Segment Start: STUDY MATERIAL

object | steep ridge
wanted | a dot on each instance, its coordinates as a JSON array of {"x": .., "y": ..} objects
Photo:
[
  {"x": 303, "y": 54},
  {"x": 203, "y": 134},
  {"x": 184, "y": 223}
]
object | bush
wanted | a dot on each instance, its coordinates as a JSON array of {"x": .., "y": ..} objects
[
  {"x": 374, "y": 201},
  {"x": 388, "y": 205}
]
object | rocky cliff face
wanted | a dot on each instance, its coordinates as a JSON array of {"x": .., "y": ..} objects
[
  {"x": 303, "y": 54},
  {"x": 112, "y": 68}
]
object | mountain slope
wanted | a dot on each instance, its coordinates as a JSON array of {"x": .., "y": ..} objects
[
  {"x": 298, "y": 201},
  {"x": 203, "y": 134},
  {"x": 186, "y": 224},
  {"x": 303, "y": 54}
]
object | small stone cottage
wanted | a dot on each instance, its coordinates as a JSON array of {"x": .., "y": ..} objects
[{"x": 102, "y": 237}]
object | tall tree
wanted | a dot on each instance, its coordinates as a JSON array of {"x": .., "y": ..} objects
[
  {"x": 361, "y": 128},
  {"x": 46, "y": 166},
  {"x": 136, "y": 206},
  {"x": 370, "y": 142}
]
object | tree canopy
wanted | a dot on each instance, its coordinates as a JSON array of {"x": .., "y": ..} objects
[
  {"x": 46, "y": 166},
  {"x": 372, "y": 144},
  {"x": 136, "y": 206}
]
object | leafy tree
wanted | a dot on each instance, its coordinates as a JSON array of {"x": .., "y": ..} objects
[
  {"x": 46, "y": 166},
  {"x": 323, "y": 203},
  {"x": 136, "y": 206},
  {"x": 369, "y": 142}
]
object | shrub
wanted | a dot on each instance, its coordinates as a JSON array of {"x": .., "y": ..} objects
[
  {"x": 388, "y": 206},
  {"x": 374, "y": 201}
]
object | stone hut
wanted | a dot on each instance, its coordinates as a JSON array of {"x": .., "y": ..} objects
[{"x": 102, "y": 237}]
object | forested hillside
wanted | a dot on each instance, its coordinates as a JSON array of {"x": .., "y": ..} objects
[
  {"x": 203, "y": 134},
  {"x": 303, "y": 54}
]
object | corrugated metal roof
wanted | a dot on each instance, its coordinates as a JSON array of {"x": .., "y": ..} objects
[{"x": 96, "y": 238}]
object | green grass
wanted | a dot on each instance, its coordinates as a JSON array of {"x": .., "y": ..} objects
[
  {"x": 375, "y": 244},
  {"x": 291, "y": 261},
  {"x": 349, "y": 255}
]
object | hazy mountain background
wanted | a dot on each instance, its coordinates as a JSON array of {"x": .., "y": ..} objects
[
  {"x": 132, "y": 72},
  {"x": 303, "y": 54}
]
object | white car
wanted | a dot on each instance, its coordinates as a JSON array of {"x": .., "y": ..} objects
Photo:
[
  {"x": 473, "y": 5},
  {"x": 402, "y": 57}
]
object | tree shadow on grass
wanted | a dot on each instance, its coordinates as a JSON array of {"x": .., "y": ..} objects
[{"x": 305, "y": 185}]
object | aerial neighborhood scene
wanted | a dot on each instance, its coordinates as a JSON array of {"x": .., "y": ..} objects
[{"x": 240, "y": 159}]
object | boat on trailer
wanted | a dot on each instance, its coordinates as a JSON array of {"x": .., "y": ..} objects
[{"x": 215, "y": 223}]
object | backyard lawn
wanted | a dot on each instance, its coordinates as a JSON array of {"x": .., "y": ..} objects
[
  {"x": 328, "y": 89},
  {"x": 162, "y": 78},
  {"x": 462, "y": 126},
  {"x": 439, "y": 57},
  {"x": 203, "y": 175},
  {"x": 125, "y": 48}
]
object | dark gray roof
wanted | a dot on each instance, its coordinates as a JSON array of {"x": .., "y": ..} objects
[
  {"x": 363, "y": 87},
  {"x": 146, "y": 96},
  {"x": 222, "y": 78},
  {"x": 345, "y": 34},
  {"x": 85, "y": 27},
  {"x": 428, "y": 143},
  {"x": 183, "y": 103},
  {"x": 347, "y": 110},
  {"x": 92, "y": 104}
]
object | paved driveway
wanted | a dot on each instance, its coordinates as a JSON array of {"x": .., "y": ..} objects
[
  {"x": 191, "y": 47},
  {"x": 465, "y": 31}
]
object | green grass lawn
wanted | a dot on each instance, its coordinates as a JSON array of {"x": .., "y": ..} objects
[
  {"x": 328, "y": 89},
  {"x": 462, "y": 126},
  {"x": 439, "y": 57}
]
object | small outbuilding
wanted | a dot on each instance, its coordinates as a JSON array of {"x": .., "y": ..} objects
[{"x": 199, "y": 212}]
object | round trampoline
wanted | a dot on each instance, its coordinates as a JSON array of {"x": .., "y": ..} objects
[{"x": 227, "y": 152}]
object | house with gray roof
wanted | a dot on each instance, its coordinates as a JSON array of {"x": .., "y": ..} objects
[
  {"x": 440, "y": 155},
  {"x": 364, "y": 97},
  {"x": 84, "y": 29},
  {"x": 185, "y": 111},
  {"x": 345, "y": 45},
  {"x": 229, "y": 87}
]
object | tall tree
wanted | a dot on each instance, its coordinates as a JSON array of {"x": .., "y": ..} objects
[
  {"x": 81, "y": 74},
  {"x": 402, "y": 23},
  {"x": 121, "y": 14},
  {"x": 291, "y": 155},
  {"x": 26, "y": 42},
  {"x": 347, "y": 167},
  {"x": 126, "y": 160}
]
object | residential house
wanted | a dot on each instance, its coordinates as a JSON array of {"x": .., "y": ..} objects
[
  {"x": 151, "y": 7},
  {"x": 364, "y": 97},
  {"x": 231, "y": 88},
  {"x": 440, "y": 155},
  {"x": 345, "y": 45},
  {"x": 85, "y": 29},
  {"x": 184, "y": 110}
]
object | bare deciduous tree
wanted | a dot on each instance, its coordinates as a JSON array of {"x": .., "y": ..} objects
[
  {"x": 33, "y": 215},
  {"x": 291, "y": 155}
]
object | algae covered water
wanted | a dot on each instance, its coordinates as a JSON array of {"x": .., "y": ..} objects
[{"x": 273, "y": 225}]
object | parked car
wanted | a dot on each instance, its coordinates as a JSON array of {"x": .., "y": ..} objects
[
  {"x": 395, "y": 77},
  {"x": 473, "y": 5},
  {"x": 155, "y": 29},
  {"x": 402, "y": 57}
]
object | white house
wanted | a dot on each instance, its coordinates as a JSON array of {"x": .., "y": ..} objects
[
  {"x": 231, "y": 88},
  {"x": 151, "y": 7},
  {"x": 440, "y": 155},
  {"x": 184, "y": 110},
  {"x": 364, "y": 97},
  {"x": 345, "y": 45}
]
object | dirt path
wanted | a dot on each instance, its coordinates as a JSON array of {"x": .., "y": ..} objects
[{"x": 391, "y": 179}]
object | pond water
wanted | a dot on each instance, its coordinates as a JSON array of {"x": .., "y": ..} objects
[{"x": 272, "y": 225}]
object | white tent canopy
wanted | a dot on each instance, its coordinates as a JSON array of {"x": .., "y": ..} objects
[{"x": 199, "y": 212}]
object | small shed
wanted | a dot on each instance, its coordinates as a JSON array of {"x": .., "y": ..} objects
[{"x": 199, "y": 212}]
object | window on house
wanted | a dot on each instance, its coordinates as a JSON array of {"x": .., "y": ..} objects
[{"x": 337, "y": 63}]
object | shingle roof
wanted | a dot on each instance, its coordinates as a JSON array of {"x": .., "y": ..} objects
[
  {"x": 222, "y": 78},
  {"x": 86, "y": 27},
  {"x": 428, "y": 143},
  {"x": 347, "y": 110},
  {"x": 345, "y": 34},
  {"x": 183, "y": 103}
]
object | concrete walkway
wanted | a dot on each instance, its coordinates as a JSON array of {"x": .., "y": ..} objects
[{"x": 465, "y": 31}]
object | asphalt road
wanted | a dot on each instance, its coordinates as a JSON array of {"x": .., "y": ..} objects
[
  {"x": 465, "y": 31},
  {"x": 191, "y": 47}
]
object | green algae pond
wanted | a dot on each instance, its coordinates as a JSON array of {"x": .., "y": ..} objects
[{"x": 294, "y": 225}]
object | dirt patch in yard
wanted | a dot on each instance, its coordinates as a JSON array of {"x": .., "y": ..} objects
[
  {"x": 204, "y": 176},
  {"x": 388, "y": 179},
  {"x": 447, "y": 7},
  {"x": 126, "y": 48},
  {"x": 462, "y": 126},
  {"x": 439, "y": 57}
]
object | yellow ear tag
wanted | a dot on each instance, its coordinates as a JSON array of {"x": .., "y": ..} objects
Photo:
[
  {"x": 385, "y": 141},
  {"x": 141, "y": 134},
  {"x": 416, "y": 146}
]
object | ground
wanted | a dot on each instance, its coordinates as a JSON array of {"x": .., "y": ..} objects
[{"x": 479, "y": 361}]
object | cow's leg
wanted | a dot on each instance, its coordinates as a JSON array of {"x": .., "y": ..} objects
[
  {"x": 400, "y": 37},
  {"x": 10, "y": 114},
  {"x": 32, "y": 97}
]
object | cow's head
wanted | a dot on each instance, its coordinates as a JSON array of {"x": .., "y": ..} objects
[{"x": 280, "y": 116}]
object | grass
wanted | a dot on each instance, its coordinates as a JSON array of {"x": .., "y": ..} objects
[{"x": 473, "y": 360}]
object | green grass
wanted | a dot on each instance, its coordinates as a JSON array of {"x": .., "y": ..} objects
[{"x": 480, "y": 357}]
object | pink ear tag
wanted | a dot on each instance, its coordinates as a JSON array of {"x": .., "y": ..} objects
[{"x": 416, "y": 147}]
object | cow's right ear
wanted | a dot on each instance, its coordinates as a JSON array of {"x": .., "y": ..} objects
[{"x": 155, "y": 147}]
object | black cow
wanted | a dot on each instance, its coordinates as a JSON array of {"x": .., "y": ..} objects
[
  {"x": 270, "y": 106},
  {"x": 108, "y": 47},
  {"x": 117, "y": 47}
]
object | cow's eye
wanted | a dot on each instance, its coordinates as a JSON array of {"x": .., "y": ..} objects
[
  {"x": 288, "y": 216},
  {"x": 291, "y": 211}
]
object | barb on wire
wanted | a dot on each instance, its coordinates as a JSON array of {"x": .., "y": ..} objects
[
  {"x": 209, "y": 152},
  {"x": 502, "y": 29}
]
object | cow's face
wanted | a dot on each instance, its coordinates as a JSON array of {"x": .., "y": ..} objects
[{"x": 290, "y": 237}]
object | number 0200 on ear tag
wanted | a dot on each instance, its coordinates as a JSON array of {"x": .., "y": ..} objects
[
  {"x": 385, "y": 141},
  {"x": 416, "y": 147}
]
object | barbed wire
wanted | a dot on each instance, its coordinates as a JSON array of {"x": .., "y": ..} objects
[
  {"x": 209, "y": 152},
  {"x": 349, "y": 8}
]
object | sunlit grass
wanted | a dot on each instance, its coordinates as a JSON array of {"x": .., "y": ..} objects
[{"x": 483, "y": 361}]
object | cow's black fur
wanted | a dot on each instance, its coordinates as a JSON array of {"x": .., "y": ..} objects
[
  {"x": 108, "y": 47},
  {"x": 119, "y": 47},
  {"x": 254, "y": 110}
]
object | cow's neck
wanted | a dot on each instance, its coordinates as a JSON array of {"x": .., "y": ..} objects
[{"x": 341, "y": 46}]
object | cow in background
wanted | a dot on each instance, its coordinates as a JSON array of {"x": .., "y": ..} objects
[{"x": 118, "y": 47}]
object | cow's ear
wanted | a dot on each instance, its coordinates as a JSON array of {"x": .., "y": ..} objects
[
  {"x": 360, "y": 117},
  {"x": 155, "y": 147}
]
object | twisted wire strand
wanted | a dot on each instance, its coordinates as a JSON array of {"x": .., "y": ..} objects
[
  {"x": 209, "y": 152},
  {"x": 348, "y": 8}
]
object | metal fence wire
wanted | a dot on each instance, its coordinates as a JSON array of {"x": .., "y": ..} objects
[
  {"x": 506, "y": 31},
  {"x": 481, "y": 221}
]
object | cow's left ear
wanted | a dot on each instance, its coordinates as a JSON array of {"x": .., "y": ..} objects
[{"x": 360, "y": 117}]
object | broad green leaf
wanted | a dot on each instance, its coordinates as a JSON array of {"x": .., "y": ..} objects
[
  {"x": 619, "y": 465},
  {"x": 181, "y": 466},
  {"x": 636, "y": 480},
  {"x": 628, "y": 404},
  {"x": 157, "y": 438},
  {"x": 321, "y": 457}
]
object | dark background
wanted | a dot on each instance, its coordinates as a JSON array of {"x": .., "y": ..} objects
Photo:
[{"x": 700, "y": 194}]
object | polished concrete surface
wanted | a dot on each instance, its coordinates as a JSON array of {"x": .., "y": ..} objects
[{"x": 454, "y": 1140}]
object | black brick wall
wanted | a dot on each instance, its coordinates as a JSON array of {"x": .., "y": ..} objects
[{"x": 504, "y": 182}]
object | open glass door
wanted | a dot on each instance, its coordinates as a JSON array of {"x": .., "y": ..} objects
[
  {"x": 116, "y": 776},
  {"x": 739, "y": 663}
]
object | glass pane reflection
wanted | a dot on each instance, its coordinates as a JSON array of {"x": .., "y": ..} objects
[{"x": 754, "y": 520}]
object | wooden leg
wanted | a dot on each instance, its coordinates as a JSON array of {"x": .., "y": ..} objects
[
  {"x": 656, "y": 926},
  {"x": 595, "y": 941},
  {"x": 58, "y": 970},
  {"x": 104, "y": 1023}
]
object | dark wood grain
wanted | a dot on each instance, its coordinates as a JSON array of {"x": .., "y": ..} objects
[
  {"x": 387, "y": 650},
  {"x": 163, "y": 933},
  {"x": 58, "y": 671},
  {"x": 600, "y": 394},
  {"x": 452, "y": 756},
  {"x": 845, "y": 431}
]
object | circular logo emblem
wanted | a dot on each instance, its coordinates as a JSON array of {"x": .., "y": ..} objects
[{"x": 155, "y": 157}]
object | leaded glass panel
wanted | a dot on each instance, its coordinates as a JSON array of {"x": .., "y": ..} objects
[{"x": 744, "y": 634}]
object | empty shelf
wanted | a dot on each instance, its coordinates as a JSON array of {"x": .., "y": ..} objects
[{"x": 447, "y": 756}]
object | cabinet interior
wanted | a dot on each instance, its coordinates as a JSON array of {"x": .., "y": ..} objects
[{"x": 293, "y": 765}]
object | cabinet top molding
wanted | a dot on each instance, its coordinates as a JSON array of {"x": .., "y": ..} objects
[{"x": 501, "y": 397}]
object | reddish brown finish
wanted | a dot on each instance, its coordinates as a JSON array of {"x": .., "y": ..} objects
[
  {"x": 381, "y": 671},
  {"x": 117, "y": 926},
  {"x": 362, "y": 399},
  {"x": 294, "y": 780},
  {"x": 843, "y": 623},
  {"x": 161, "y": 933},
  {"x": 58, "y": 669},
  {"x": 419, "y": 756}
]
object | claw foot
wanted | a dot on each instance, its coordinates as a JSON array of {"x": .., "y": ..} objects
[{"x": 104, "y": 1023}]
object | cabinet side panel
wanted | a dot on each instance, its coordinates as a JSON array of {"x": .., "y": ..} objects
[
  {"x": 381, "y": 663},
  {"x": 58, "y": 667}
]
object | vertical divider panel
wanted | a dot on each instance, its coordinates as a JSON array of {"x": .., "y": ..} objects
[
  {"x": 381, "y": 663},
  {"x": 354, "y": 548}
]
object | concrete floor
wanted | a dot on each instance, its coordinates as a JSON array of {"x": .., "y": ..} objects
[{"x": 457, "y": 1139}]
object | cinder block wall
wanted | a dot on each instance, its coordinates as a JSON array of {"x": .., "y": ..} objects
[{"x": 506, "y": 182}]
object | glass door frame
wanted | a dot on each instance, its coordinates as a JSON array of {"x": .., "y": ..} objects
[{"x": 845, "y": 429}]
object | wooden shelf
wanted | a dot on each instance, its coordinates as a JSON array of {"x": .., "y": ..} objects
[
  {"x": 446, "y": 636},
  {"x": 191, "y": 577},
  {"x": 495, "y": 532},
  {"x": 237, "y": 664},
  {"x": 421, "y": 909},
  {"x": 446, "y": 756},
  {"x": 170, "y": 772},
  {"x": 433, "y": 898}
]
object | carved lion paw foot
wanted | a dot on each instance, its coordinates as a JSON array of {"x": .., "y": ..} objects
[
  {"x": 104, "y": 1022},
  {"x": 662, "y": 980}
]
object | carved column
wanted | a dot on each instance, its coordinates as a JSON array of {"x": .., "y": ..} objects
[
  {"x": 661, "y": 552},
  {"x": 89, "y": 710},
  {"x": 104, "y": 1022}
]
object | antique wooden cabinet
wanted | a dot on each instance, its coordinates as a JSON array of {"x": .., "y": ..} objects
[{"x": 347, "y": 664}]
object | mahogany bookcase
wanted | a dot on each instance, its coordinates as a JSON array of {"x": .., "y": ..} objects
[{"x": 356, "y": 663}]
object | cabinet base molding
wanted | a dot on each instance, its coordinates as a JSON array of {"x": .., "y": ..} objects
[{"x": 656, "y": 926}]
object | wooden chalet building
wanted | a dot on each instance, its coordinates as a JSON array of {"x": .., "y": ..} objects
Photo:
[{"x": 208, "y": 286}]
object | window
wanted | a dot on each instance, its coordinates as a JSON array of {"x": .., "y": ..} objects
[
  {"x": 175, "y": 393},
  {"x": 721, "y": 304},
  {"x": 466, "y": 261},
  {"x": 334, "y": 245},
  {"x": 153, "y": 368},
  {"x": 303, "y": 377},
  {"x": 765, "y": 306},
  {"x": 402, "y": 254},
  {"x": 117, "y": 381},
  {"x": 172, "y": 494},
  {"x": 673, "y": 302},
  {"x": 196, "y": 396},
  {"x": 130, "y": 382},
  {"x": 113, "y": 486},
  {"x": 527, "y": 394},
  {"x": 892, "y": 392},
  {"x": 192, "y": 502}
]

Segment End: STUDY MATERIAL

▶ _TRY IT_
Could you restate, word for word, the lines above from the one with "object | tree shadow on grass" to the one with "object | boat on trailer", both included?

▶ _RESPONSE TO THIS EXERCISE_
object | tree shadow on grass
wanted | a dot on each instance, its coordinates as a JSON array of {"x": .., "y": ..} objects
[{"x": 305, "y": 185}]
object | aerial neighborhood scene
wanted | a dot on each instance, its coordinates as a JSON array of {"x": .., "y": ..} objects
[{"x": 240, "y": 159}]
object | boat on trailer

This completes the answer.